## CONSIGNE
Reprends l'article sur le harcèlement des supportrices de football et écris la suite à partir de sa dernière phrase.

## TEXTE SOURCE
Milieu très masculin, le football attire de plus en plus un public féminin. Une très bonne nouvelle pour les stades, qui se diversifient d’année en année en matière de public. Le revers de la médaille est cependant pour les supportrices, souvent victimes de harcèlement, de messages bien lourds ou tout autre comportement déplacé sur les réseaux et dans les tribunes. Un constat bien triste confirmé par plusieurs témoignages de femmes supportrices à travers la France. De son côté, le Racing Club de Strasbourg affirme sa tolérance zéro envers ces faits et tient à venir en aide aux victimes de ce genre de choses.
“Si jamais tu t’ennuies, note mon numéro de téléphone”, “c’est pour quand le plan cul ?”, “pourquoi tu ne veux pas qu’on se voie”, etc, tout un tas de phrases “d’accroche” que doivent subir de nombreuses supportrices dans leurs messageries privées sur les réseaux sociaux. Malgré des réponses négatives et fermes, certaines femmes voient quelques-uns de ces hommes revenir à la charge.
Alexandra*, âgée d’une vingtaine d’années et supportrice en Alsace, nous confie avoir dû faire face à un garçon insistant, bien plus âgé qu’elle, “ce n’était pas la première fois qu’il me contactait. Il a commencé à venir me parler parce que nous avions soi-disant des passions communes. Déjà l’approche, à partir de là, était louche puis comme par hasard, le Racing … Ces derniers temps, il s’est montré insistant dans ses messages, il me parlait, ça me saoulait, je ne répondais pas, je le laissais parler… Il faisait en sorte de continuer la conversation en me posant des questions quelconques” nous explique Alexandra.
“ll faisait en sorte de continuer la conversation en me posant des questions quelconques”

## LIGNES BRUTES
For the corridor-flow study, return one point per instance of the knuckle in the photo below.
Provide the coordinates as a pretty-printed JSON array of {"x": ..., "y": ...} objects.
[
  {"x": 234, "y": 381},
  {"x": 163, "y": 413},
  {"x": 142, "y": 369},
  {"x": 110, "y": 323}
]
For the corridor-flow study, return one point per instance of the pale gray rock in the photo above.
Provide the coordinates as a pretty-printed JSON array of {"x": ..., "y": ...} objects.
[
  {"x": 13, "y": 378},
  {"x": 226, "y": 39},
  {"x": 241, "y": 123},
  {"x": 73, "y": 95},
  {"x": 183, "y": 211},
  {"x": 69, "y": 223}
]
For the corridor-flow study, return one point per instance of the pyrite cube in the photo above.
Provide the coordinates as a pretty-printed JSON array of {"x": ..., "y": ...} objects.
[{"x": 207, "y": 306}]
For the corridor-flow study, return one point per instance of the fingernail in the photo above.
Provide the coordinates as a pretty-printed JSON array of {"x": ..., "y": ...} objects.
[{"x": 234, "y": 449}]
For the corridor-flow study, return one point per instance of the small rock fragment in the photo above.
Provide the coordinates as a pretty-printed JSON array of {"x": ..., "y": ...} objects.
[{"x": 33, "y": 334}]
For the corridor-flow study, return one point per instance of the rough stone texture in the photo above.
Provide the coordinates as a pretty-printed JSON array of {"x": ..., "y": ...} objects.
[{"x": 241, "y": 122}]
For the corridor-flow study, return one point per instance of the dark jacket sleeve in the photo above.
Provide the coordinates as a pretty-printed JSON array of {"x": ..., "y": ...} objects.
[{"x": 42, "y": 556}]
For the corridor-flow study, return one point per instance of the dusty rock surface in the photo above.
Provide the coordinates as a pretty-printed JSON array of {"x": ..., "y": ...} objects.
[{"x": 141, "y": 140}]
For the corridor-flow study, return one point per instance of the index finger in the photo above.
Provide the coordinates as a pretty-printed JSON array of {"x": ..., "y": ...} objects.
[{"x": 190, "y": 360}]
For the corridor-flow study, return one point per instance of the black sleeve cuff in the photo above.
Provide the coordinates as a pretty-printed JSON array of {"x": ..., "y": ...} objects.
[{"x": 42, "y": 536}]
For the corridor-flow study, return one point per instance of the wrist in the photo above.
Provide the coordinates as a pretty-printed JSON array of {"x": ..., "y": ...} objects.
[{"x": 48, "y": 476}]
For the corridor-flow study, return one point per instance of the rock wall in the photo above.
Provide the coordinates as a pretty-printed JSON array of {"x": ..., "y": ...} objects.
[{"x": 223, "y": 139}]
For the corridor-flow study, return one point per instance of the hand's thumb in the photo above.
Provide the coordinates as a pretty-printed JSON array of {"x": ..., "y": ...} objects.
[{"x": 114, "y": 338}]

## RÉSULTAT
Alexandra, supportrice de Strasbourg
Une technique qui a également été utilisée sur Sarah*, supportrice du Paris Saint-Germain depuis cinq ans, “en message privé il y a souvent de la drague lourde, mais tu ne le captes pas au début… C’est ça le piège, tu penses parler football et ça bascule dans de la drague que tu refuses, mais qui n’est pas réellement entendue et acceptée en face. Finalement, je bloque ou ne réponds plus” nous explique la jeune parisienne.
Des hommes bien plus âgés
Pour Alexandra, ce type de lourdeur s’est arrêté à Twitter. La supportrice strasbourgeoise a confié être particulièrement mal à l’aise quand cela vient d’hommes bien plus âgés qu’elle, “un jeune ça peut être lourd et tout ça, mais quelqu’un de plus âgé ça fait vraiment peur”. Parmi toutes les supportrices à travers la France interrogées, le constat est le même, les auteurs de ces messages ou gestes déplacés sont pour la plupart bien plus âgés qu’elles, père de famille, voire marié. Malheureusement, les paroles dépassent parfois les réseaux et se transforment en geste obscène dans les tribunes.
Âgée de 17 ans à l’époque, Mélanie* se souvient d’un moment qui l’a particulièrement choquée lors d’un match au stade de la Meinau. “Certaines personnes ne se contentent pas du harcèlement. Une fois, les choses sont allées plus loin et un supporter m’a embrassé de force”, nous avoue-t-elle.
Supportrice de Lens depuis une dizaine d’années, Louise* a également été confrontée à des messages de drague de la part d’autres supporters. Alors qu’elle est âgée de 19 ans, la jeune nordiste se voit importunée dans ses messages par un homme de 20 ans son aîné. Une différence d’âge conséquente, déstabilisatrice pour Louise, “j’ai été davantage perturbée quand un ami m’a appris que cet homme avait une femme et des enfants”, nous avoue la jeune femme. Un autre supporter, âgé de 21 ans, alors que Louise en avait 16, lui a aussi fait des avances malgré le fait qu’il connaissait parfaitement son âge. Le jeune supporter n’a pas hésité à demander des photos des parties intimes de la jeune fille avec des messages tels que “dommage, cela aurait permis d’avoir des photos de tes fesses”.
“J’ai carrément arrêté d’aller au stade”
Mélanie, supportrice de Strasbourg
Un geste inacceptable qui vient s’ajouter à une longue liste de remarques et regards désobligeants envers Mélanie. “Il n’y avait pas forcément des demandes pour se voir au stade, non, parce que c’étaient des gens que je voyais en tribune. C’étaient plus des demandes pour se voir en dehors, qui se sont ensuivies par des remarques déplacées vu que j’ai toujours refusé. J’avais 17 ans à l’époque, certains de ces hommes en avaient 10 de plus” poursuit la supportrice strasbourgeoise.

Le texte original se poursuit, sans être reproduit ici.